**Try it:** Every line below should be copied out exactly.
____ Extracted information
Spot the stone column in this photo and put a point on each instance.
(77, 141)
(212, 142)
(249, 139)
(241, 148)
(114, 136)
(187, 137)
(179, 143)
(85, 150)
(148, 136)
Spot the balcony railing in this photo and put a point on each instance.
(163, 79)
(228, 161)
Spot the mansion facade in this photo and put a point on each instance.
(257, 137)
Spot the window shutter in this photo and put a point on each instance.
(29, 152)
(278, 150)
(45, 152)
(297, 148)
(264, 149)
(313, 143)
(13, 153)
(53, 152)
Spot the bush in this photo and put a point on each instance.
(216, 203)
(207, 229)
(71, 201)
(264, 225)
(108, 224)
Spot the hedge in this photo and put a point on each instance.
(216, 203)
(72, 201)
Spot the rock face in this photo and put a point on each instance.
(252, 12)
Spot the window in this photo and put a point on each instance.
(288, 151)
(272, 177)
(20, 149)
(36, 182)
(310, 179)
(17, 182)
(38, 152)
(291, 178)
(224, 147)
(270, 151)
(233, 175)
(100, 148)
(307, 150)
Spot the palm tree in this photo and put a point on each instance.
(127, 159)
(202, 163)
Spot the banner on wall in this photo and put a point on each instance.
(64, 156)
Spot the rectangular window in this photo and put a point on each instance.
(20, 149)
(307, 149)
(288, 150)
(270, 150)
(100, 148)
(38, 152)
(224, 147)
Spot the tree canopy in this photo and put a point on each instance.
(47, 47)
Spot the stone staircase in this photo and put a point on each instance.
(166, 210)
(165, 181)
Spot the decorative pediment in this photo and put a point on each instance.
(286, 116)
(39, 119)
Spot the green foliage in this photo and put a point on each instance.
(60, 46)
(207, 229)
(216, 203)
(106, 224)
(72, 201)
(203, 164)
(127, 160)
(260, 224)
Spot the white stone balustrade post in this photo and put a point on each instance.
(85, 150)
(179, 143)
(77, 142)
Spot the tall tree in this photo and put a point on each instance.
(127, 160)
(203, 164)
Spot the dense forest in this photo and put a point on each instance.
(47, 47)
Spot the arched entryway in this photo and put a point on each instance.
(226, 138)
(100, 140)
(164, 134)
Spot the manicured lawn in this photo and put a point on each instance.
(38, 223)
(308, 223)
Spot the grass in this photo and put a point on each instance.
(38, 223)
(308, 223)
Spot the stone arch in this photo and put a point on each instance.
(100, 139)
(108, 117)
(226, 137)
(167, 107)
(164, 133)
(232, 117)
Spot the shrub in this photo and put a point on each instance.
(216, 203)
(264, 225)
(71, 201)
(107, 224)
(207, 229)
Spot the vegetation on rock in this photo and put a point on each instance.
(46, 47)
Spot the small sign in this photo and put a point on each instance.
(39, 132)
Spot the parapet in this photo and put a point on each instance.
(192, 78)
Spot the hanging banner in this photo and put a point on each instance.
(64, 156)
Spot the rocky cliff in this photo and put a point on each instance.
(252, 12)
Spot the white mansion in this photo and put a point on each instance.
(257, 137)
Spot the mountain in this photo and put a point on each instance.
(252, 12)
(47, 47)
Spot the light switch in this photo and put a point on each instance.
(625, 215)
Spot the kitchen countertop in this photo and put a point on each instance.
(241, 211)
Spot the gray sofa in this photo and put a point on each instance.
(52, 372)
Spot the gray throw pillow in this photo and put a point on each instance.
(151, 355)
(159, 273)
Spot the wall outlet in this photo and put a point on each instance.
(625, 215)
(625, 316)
________
**Worked solution:**
Spot the stone column in this photo and put a point on each instance.
(77, 141)
(212, 142)
(249, 139)
(241, 148)
(114, 136)
(187, 137)
(179, 143)
(85, 150)
(148, 136)
Spot the balcony railing in this photo and put a point on each instance.
(163, 79)
(228, 161)
Spot the mansion facade in this photo and put a point on each instance.
(257, 137)
Spot the window shutter in this photo and put a point on each instance.
(29, 152)
(278, 150)
(45, 152)
(297, 148)
(264, 149)
(313, 143)
(13, 153)
(53, 152)
Spot the bush in this photo and put a point on each instance.
(216, 203)
(207, 229)
(71, 201)
(264, 225)
(108, 224)
Spot the hedge in this photo and put a point on each instance.
(216, 203)
(72, 201)
Spot the rock face in this photo and put a point on each instance.
(252, 12)
Spot the window in this photo and put a point on each instance.
(288, 151)
(272, 177)
(20, 149)
(36, 182)
(310, 179)
(17, 182)
(38, 152)
(291, 178)
(224, 147)
(270, 151)
(233, 175)
(100, 148)
(307, 150)
Spot the palm tree in this photo and put a point on each instance.
(127, 159)
(202, 163)
Spot the banner on wall in this photo and put a point on each instance.
(64, 156)
Spot the rectangular window in this photo and put a point on each instance.
(20, 149)
(307, 149)
(288, 150)
(270, 150)
(100, 148)
(38, 152)
(224, 147)
Spot the tree canopy in this photo and put a point on each instance.
(47, 47)
Spot the stone staircase in this photo and put a point on each instance.
(166, 210)
(165, 181)
Spot the decorative pediment in this photo and put a point on each instance.
(286, 116)
(39, 119)
Spot the green foliage in this photo and put a point on each instance.
(60, 46)
(207, 229)
(216, 203)
(106, 224)
(72, 201)
(203, 164)
(127, 160)
(260, 224)
Spot the white stone balustrade post in this photo and put a point on each instance.
(85, 150)
(179, 143)
(77, 142)
Spot the tall tree in this photo and put a point on each instance.
(127, 160)
(203, 164)
Spot the dense forest in this photo and put a point on each instance.
(47, 47)
Spot the arched entryway in this photo and put a point on each instance.
(226, 138)
(100, 140)
(164, 134)
Spot the manicured lawn in this photo and put a point on each instance.
(38, 223)
(308, 223)
Spot the grass in this photo and put a point on each instance.
(38, 223)
(308, 223)
Spot the stone arch in this photo and put a point on each instance.
(100, 139)
(108, 117)
(226, 137)
(167, 107)
(164, 133)
(232, 117)
Spot the shrub in this photo and put a point on each instance.
(216, 203)
(264, 225)
(71, 201)
(107, 224)
(207, 229)
Spot the vegetation on rock in this photo and put a point on each instance.
(46, 47)
Spot the small sign in this photo and put a point on each instance.
(39, 132)
Spot the parapet in this photo and put a point on each instance.
(192, 78)
Spot the hanging banner in this photo and put a point on each instance.
(64, 156)
Spot the rocky cliff in this photo and put a point on each instance.
(252, 12)
Spot the white mansion in this photo and put a point on each instance.
(257, 137)
Spot the mountain in this photo and put a point on each instance.
(252, 12)
(47, 47)
Spot the light switch in this photo and put a point on each instance.
(625, 215)
Spot the kitchen countertop in this photo and put a point on each instance.
(241, 211)
Spot the gray sofa in this photo and put a point on each instance.
(52, 372)
Spot the gray throw pillow in this photo and put a point on each instance.
(151, 355)
(159, 273)
Spot the wall outlet in this photo and put a point on each instance.
(625, 215)
(625, 316)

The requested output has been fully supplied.